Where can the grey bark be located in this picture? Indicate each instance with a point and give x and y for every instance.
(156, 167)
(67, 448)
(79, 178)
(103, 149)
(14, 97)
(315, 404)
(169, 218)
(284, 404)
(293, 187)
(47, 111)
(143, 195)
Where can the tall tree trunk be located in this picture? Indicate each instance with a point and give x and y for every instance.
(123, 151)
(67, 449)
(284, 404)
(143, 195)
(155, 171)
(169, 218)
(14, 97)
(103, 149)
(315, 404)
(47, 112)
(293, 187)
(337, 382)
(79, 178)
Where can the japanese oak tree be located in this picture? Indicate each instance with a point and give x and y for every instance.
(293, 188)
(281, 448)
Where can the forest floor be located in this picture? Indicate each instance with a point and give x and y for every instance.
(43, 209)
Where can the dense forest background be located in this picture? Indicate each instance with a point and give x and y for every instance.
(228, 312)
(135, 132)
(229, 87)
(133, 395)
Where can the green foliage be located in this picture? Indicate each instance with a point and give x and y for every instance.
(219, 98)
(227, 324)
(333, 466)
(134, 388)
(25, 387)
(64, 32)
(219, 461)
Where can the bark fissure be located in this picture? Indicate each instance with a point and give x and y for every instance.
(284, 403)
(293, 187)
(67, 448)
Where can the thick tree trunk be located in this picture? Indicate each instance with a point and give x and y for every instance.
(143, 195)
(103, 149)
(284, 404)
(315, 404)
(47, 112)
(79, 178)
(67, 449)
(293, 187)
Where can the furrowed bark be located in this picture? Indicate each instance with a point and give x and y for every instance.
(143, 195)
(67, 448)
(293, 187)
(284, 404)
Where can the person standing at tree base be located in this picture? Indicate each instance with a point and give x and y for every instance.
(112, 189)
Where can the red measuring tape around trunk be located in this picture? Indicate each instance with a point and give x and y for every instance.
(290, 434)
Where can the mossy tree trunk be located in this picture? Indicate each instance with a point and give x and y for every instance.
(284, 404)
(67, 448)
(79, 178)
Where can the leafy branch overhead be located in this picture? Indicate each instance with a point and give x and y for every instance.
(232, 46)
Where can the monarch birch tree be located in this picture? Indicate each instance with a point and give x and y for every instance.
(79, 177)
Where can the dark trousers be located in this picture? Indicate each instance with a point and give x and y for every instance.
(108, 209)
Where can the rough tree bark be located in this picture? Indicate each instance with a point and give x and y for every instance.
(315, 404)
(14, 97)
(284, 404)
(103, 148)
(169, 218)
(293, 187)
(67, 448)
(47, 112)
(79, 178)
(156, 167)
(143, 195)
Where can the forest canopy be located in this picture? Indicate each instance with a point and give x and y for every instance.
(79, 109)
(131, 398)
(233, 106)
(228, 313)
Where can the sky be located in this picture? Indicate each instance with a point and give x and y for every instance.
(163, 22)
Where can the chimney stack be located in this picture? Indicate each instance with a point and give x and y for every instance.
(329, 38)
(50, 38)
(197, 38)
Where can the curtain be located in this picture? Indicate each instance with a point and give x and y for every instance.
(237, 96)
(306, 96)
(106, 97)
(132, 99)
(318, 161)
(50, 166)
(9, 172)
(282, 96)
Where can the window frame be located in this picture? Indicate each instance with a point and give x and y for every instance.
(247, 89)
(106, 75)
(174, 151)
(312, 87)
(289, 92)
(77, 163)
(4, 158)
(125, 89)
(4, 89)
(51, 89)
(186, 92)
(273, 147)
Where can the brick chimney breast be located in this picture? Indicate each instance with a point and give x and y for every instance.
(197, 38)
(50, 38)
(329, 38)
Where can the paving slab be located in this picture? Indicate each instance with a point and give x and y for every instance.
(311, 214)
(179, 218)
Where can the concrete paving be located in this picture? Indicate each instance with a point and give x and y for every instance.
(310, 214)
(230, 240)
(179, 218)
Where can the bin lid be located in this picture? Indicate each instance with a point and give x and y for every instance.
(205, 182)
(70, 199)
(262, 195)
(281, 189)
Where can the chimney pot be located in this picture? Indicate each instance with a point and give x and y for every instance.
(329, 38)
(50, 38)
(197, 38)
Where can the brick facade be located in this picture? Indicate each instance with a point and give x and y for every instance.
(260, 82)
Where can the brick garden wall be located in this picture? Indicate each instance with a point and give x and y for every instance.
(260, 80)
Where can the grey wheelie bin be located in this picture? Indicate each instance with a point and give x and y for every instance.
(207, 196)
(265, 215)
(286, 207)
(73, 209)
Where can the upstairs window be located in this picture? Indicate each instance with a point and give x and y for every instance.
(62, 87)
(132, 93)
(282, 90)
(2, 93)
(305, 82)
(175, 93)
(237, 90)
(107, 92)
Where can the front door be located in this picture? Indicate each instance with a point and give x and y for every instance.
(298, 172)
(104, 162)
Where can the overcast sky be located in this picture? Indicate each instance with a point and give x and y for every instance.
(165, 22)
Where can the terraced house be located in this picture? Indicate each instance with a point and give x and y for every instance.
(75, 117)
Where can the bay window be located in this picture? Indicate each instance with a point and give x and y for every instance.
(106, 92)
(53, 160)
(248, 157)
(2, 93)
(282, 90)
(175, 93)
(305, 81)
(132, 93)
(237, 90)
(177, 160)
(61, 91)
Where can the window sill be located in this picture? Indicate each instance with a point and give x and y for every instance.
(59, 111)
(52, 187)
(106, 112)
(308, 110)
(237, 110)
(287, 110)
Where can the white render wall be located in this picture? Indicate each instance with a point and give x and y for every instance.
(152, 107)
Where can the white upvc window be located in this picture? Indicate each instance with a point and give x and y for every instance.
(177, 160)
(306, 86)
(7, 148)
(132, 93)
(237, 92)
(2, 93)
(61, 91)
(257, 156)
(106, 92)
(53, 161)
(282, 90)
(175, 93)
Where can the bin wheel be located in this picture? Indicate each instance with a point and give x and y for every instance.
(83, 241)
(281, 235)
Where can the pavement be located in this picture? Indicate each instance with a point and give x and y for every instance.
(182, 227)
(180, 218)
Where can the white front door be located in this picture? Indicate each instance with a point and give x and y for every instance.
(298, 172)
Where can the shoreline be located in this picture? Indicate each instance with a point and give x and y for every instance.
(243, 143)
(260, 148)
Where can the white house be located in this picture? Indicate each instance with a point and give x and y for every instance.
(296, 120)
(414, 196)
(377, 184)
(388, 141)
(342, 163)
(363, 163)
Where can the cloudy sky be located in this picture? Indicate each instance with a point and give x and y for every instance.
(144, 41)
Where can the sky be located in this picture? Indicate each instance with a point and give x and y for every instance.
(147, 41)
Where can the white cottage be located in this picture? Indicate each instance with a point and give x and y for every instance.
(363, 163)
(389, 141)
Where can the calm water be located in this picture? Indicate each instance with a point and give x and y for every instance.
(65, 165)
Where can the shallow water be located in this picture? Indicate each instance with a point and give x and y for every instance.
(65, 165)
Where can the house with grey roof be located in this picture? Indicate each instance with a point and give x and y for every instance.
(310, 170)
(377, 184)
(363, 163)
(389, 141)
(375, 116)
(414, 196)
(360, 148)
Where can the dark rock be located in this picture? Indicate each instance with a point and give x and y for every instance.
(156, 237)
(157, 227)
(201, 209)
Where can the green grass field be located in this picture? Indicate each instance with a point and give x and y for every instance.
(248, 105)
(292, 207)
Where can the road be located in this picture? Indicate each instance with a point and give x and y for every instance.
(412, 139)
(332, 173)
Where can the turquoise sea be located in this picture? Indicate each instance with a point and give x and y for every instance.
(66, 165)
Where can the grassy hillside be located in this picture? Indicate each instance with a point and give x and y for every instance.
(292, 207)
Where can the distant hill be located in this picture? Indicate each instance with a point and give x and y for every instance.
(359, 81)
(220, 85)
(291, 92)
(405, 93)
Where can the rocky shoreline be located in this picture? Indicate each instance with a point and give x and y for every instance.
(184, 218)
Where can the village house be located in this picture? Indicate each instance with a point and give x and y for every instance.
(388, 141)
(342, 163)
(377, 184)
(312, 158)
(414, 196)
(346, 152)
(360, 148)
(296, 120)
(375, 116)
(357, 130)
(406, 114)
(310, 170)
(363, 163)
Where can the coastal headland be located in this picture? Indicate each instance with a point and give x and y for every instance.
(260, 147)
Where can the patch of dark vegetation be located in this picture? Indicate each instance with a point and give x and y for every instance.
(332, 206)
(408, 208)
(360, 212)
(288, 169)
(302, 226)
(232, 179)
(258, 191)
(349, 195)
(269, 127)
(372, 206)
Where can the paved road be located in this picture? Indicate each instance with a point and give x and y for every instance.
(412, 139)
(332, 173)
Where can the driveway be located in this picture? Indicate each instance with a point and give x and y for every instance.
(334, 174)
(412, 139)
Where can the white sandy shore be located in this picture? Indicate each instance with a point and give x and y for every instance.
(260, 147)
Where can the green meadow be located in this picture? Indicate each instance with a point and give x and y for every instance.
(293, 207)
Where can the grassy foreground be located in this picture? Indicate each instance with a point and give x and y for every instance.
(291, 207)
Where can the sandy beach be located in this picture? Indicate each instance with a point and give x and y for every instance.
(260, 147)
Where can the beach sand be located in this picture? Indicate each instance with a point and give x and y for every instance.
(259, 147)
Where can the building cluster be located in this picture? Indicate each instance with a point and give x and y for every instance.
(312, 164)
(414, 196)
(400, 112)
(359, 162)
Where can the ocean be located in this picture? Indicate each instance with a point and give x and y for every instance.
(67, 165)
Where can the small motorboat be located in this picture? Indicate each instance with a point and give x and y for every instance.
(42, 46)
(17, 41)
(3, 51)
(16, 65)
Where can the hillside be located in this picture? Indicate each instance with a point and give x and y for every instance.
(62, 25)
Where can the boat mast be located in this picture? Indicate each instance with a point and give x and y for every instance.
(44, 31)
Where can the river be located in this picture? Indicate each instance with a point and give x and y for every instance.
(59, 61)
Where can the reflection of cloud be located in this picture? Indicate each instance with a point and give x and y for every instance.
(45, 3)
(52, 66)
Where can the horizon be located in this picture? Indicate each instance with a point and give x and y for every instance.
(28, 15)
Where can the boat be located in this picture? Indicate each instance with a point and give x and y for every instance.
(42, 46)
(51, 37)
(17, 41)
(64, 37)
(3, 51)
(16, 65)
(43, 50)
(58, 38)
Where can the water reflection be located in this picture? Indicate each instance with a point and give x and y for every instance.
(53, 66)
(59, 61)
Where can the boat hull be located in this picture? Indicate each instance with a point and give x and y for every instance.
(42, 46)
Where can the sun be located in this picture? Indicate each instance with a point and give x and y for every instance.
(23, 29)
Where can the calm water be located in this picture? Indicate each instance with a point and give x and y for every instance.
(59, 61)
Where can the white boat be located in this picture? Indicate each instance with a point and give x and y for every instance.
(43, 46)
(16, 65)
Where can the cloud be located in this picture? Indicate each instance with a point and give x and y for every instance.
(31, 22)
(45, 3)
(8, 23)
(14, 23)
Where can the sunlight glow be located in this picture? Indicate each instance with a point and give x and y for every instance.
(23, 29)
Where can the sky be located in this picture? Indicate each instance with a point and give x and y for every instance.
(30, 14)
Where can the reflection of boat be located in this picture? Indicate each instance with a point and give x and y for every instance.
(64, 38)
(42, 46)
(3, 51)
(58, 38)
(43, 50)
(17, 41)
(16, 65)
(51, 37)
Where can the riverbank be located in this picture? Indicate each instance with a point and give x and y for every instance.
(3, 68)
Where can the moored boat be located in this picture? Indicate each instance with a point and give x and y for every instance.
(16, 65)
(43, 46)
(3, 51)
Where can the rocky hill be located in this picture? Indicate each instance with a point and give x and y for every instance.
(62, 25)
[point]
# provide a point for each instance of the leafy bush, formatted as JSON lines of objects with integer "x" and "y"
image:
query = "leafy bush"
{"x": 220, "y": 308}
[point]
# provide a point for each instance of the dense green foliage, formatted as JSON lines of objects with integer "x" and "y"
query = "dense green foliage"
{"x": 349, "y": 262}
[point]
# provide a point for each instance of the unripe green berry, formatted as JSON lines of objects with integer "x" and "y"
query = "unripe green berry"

-----

→ **TRY IT**: Search the entries for the string "berry" and copy each line where it occurs.

→ **OUTPUT**:
# provide a point for each instance of the unripe green berry, formatted as JSON lines of objects with integer "x" and "y"
query = "unripe green berry"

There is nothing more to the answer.